- **Aim**: Pick out every line below that contains the word "pool", and copy each of those lines in full.

## Begin Material for this exercise

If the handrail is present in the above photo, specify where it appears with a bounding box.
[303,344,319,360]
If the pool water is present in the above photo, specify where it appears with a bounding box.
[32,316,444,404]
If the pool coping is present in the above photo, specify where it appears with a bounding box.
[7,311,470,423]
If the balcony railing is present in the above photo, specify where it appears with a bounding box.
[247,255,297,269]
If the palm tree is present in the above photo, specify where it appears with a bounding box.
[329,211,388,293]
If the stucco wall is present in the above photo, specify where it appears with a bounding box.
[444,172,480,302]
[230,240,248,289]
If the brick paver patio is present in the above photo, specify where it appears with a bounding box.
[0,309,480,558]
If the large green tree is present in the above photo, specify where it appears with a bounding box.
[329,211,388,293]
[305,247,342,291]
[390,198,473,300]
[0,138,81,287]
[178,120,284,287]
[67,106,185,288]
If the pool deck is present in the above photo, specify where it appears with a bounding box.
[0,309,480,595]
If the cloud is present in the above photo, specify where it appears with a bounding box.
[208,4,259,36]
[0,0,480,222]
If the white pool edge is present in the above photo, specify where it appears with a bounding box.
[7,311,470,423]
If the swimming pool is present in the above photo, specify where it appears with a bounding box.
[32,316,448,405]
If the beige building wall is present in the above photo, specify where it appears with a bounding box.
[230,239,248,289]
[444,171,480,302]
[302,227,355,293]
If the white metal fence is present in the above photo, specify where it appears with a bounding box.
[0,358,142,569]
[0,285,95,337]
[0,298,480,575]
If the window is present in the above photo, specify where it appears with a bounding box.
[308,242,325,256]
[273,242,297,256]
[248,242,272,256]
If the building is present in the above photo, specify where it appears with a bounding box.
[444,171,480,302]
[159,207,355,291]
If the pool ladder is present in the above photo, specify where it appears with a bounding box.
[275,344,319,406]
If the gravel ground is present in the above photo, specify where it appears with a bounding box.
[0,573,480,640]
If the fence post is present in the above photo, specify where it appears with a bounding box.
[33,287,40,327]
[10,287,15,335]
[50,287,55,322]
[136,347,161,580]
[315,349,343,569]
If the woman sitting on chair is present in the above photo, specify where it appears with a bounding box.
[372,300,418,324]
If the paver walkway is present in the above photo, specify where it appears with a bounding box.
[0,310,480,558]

## End Material for this exercise

- **Answer to this exercise**:
If the pool water is present in the above photo, specify where it appears with a bounding box.
If the pool coping is present in the above photo, specify where it appears with a bounding box.
If the pool deck is present in the above photo, specify where it appears with a bounding box.
If the white pool edge is present in the above photo, specify where it appears with a bounding box.
If the swimming pool is present in the above photo, specify where it appears with a bounding box.
If the pool ladder is present in the above photo, specify where it appears with a bounding box.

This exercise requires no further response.